問題:
次の(a)〜(c)が下の掲載文の内容と合うかどうかを「はい」か「いいえ」で答え、それぞれ判断の根拠となる掲載文の語句をそのまま引用せよ。
(a) シーランド公国は、サフォーク州の沖合い10kmにある構造物を自国の領土だと主張している。
(b) 2016年現在、シーランド公国を国家承認している国連加盟国が少なくとも1か国ある。
(c) イギリスは第二次世界大戦中に4つの海上要塞を建設した。

掲載文:
━━━━━━━━━━━━━━━━━━━━━━━━━━━━━━
シーランド公国(シーランドこうこく、英語: Principality of Sealand)は、北海の南端、イギリス南東部のサフォーク州の10km沖合いに浮かぶ構造物を領土と主張する自称「国家」。

国連加盟国及びバチカン市国よりも面積が小さいため、世界最小の国家を自称する。ただし、2016年現在、国連に加盟する193か国及びバチカン市国の計194か国の中でシーランド公国を国家承認している国はない。

歴史

建設~独立

シーランド公国

イギリスは第二次世界大戦中、沿岸防衛の拠点として4つの海上要塞と多数の海上トーチカを建設した[1]。これらはマンセル要塞英語版(Maunsell Fort)と呼ばれる。
━━━━━━━━━━━━━━━━━━━━━━━━━━━━━━
提供資料:
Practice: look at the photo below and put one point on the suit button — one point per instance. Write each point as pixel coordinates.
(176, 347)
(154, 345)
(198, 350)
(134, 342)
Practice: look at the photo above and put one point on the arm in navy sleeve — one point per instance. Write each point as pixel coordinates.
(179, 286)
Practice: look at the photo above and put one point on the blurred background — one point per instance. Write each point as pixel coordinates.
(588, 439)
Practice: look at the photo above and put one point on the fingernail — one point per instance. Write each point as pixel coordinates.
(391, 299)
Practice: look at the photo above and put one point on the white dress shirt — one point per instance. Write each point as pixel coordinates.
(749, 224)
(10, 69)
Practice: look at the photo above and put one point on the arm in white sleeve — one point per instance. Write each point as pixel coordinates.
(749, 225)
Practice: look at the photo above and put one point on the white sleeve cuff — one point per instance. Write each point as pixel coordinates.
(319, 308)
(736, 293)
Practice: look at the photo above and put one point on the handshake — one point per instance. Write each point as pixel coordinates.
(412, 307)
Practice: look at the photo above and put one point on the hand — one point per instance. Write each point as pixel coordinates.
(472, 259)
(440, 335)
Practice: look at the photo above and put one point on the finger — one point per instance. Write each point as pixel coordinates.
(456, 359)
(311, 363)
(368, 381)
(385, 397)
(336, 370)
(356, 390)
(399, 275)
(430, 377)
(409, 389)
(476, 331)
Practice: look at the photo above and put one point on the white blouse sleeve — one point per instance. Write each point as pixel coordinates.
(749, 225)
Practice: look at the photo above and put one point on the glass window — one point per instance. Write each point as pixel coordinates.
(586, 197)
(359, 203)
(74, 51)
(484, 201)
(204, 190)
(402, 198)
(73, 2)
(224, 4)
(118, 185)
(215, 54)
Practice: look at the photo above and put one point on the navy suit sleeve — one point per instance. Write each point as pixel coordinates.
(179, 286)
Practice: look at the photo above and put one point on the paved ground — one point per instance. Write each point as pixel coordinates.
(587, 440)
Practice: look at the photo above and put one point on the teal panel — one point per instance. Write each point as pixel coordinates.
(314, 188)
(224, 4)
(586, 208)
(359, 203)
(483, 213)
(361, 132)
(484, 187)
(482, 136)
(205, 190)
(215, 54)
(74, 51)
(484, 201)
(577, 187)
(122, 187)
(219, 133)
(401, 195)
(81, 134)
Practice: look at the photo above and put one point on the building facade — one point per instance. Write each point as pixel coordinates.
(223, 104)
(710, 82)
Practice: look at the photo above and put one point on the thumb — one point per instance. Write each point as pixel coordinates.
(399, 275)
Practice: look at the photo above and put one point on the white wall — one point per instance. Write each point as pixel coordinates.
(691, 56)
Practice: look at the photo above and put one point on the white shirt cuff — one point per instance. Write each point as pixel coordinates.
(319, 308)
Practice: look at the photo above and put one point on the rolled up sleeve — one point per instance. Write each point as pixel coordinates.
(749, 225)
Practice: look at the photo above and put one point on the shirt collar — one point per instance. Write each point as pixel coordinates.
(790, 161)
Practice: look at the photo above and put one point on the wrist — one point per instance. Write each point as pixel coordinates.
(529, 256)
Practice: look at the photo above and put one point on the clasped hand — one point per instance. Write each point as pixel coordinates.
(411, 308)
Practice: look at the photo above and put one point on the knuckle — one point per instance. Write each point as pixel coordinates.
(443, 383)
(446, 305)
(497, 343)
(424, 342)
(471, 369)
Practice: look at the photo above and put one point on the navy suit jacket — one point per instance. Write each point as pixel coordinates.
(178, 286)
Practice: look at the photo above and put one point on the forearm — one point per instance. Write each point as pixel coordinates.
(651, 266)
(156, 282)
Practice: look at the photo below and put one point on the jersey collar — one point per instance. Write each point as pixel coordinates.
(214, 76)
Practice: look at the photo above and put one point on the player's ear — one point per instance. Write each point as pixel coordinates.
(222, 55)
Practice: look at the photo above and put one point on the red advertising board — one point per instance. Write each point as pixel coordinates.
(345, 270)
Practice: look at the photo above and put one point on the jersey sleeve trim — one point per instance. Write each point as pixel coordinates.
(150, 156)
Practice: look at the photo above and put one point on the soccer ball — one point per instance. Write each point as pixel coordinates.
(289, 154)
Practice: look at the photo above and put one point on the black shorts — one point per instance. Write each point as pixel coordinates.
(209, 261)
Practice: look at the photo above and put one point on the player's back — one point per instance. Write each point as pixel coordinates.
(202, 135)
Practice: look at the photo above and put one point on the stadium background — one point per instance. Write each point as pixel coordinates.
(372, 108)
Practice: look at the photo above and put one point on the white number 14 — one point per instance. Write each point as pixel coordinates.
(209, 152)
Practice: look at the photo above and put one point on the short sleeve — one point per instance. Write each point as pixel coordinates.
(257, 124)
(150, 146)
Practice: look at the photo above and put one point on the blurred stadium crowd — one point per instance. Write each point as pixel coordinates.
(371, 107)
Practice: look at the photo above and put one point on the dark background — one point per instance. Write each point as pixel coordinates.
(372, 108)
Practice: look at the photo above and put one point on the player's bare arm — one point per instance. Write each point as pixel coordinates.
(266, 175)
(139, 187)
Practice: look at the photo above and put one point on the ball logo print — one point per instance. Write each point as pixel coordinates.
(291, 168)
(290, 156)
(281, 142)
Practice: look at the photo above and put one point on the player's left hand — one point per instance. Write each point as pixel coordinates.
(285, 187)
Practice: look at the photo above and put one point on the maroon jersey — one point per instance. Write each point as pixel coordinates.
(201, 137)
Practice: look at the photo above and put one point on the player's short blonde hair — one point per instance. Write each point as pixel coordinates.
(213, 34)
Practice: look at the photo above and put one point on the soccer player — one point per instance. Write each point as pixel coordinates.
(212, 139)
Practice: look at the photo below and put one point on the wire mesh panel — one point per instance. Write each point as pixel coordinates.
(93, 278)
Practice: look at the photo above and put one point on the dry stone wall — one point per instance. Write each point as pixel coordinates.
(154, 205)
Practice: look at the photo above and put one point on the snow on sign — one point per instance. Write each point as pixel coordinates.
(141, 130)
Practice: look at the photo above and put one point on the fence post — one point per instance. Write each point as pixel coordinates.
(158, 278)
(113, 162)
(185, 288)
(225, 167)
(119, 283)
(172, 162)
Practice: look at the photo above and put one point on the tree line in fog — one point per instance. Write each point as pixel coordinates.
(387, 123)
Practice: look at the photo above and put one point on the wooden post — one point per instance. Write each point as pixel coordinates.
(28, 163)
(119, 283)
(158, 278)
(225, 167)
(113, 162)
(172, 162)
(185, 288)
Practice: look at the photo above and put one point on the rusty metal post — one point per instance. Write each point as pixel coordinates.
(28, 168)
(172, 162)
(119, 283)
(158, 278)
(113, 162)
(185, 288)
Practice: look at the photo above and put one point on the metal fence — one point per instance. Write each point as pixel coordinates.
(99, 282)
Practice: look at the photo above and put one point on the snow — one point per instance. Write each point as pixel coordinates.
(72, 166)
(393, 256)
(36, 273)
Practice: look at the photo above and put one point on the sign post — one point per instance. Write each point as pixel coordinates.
━━━━━━━━━━━━━━━━━━━━━━━━━━━━━━
本問の解答:
(a) はい。「イギリス南東部のサフォーク州の10km沖合いに浮かぶ構造物を領土と主張する」
(b) いいえ。「シーランド公国を国家承認している国はない」
(c) はい。「4つの海上要塞と多数の海上トーチカを建設した」